PROBLEM STATEMENT: The response should consist of the records, reproduced exactly.

MATERIAL FOR THIS EXERCISE:
⁂
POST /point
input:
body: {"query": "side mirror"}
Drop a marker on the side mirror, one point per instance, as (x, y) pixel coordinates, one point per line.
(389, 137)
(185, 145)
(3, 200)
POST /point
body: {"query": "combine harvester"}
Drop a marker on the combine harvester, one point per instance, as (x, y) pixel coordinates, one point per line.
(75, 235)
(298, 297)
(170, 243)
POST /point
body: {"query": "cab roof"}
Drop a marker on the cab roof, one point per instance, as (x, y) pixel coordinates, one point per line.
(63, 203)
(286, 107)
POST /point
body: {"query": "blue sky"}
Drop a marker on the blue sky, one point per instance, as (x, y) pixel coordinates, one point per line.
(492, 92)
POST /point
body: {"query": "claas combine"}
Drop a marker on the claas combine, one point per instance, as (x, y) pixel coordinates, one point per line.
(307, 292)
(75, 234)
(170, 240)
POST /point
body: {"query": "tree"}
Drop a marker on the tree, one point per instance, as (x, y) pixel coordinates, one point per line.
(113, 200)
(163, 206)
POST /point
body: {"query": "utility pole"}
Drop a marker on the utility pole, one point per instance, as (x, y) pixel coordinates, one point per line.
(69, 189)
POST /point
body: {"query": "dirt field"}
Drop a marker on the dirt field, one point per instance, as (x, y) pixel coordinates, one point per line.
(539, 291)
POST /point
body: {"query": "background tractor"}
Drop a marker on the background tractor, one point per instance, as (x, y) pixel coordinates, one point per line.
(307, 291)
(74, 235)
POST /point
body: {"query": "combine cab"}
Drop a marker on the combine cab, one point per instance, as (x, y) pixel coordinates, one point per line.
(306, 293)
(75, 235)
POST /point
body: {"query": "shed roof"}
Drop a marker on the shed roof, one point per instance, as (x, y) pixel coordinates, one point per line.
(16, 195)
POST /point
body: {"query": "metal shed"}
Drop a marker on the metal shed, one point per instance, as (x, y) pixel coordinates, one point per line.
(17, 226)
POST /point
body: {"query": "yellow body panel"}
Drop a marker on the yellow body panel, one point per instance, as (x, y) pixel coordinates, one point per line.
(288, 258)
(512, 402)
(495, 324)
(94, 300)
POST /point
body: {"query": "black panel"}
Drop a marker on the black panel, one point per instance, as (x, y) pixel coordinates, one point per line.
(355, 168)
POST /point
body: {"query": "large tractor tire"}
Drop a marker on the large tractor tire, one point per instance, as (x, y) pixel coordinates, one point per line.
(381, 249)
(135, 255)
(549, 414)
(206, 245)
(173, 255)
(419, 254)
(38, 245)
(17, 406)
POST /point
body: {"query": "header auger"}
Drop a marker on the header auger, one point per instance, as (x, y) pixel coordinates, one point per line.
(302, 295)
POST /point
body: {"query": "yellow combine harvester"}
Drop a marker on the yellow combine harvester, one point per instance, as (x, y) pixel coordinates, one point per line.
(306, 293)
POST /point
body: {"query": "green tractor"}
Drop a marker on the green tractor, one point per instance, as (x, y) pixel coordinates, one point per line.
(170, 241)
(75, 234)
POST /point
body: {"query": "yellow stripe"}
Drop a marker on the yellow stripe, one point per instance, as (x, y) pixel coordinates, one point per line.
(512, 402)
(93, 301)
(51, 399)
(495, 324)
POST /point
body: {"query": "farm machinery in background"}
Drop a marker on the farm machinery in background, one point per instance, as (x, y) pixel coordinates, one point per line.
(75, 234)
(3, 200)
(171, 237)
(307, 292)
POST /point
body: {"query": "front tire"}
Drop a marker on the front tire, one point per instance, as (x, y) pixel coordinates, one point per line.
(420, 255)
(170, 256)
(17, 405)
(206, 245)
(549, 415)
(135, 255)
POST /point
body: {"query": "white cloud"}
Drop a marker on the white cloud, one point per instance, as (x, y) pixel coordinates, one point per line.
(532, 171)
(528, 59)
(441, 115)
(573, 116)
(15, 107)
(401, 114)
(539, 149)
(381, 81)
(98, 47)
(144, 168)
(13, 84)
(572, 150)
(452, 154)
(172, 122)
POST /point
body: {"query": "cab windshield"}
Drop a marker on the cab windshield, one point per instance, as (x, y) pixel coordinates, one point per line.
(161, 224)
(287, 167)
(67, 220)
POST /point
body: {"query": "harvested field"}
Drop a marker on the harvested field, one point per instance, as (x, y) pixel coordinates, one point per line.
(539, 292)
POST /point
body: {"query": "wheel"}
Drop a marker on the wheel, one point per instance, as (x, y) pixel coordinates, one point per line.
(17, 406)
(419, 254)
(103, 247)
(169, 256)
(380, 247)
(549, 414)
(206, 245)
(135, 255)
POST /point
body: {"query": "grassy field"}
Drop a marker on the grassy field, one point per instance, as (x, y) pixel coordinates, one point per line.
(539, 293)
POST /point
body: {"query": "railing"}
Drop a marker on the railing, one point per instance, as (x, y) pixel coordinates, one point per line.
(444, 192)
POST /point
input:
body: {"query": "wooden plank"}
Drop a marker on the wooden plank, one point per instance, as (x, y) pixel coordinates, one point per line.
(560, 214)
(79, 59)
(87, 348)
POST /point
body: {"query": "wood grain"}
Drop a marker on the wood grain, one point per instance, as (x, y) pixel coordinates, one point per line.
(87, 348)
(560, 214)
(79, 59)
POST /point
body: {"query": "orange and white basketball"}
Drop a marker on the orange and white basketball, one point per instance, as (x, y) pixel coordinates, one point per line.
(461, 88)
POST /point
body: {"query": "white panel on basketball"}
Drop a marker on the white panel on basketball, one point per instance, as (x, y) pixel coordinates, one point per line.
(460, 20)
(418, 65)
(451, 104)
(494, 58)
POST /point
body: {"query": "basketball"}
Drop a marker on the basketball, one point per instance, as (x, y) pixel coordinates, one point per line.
⁂
ANSWER TO THIS PROBLEM:
POST /point
input:
body: {"query": "side mirror"}
Drop a marker on the side mirror, one point per instance, as (x, y) pixel coordinates, one point per line.
(389, 137)
(185, 145)
(3, 200)
POST /point
body: {"query": "combine harvester"}
Drop a marker on the combine harvester, one point per instance, as (x, y) pixel coordinates, one point per line.
(75, 235)
(298, 297)
(170, 243)
POST /point
body: {"query": "cab roof"}
Drop a marker on the cab roof, one point per instance, as (x, y) pixel coordinates, one point per line.
(63, 203)
(286, 107)
POST /point
body: {"query": "blue sky"}
Drop a marker on the blue sky, one point per instance, as (x, y) pixel coordinates, one point per line.
(492, 92)
POST /point
body: {"query": "claas combine"}
Drop a marker on the claas combine, one point per instance, as (x, y) pixel coordinates, one point per line.
(307, 292)
(75, 234)
(170, 240)
POST /point
body: {"query": "tree"}
Drop a marker on the tree, one point per instance, as (x, y) pixel coordinates, one point per line.
(113, 200)
(163, 206)
POST /point
body: {"query": "utility pole"}
Drop a marker on the utility pole, one point per instance, as (x, y) pixel coordinates, one point per line.
(69, 189)
POST /point
body: {"query": "dirt field"}
Drop a marker on the dirt field, one point per instance, as (x, y) pixel coordinates, one point per line.
(539, 291)
POST /point
body: {"query": "background tractor"}
Drop a marker on the background tractor, one point per instance, as (x, y) pixel coordinates, one point per line.
(307, 291)
(74, 235)
POST /point
body: {"query": "combine cab"}
Drop a marker on the combine cab, one point per instance, as (x, y) pixel coordinates, one point per line.
(306, 293)
(75, 235)
POST /point
body: {"query": "shed roof"}
Drop a marker on the shed roof, one point per instance, as (x, y) pixel coordinates, one point per line.
(16, 195)
POST /point
body: {"query": "metal shed"}
Drop a marker on the metal shed, one point per instance, as (x, y) pixel coordinates, one point per line.
(17, 226)
POST /point
body: {"query": "yellow body panel"}
Drop a marker on the yellow body panel, one point per instance, as (x, y) pixel coordinates, one point per line.
(288, 258)
(512, 402)
(495, 324)
(94, 300)
POST /point
body: {"query": "black panel"}
Drop a marker on the black panel, one point per instance, as (x, y) pixel coordinates, one point per line.
(355, 168)
POST /point
body: {"query": "large tractor tire"}
Drop a marker on the large tractor tire, one point per instance, as (x, y) pixel coordinates, one point per line.
(381, 249)
(135, 255)
(549, 414)
(206, 245)
(173, 255)
(419, 254)
(38, 245)
(17, 406)
POST /point
body: {"query": "header auger"}
Drop a marker on the header auger, one point per instance, as (x, y) pixel coordinates, one point per line.
(302, 295)
POST /point
body: {"query": "yellow combine harvester"}
Drop a marker on the yellow combine harvester, one point per instance, as (x, y) pixel coordinates, one point per line.
(306, 293)
POST /point
body: {"query": "green tractor"}
Drop a marker on the green tractor, one point per instance, as (x, y) pixel coordinates, one point per line.
(170, 241)
(75, 234)
POST /point
body: {"query": "yellow stripe"}
Drop a marker on the yellow stripe, one point per instance, as (x, y) pixel coordinates, one point per line.
(512, 402)
(93, 301)
(51, 399)
(495, 324)
POST /point
body: {"query": "farm machinery in background"}
Drop a marker on the farm machinery in background, one point per instance, as (x, y) pixel coordinates, one point per line.
(75, 234)
(3, 200)
(171, 237)
(307, 292)
POST /point
body: {"query": "front tire"}
Drop a marker on the front tire, one point per instance, as (x, y) pixel coordinates, one point per line.
(420, 255)
(170, 256)
(17, 405)
(206, 245)
(549, 415)
(135, 255)
POST /point
body: {"query": "white cloud"}
Drop a marker on the white cloud, one point per instance, as (x, y) pixel coordinates, one point per line.
(532, 171)
(528, 59)
(441, 115)
(573, 116)
(15, 107)
(401, 114)
(539, 149)
(381, 81)
(98, 47)
(144, 168)
(13, 84)
(572, 150)
(452, 154)
(172, 122)
POST /point
body: {"query": "cab windshield"}
Drop a marker on the cab windshield, one point per instance, as (x, y) pixel coordinates, one point per line.
(161, 224)
(287, 167)
(67, 220)
POST /point
body: {"query": "harvested field"}
Drop a marker on the harvested field, one point per instance, as (x, y) pixel coordinates, one point per line.
(539, 292)
POST /point
body: {"query": "wheel"}
Drop a marker on the wheel, one point per instance, as (x, y) pixel coordinates, one point per line.
(17, 406)
(419, 254)
(103, 247)
(169, 256)
(380, 247)
(549, 414)
(206, 245)
(135, 255)
POST /point
body: {"query": "grassy field"}
Drop a marker on the grassy field, one point per instance, as (x, y) pixel coordinates, one point per line.
(539, 293)
POST /point
body: {"query": "railing"}
Drop a marker on the railing, one point per instance, as (x, y) pixel coordinates, one point per line.
(444, 192)
POST /point
input:
body: {"query": "wooden plank"}
Drop a marker on the wooden plank, one point per instance, as (x, y) pixel coordinates, one point per line.
(560, 214)
(79, 59)
(87, 348)
POST /point
body: {"query": "wood grain"}
Drop a marker on the wood grain, one point per instance, as (x, y) pixel coordinates, one point per line.
(87, 348)
(560, 214)
(79, 59)
POST /point
body: {"query": "orange and white basketball"}
Drop a marker on the orange and white basketball, one point per instance, as (x, y) pixel coordinates, one point per line.
(461, 88)
POST /point
body: {"query": "white panel on basketball"}
Drop a marker on the white panel on basketball, one point per instance, as (x, y) pixel coordinates, one point per line.
(460, 20)
(418, 65)
(451, 104)
(494, 58)
POST /point
body: {"query": "basketball"}
Drop a marker on the basketball, one point per instance, as (x, y) pixel coordinates, one point per line.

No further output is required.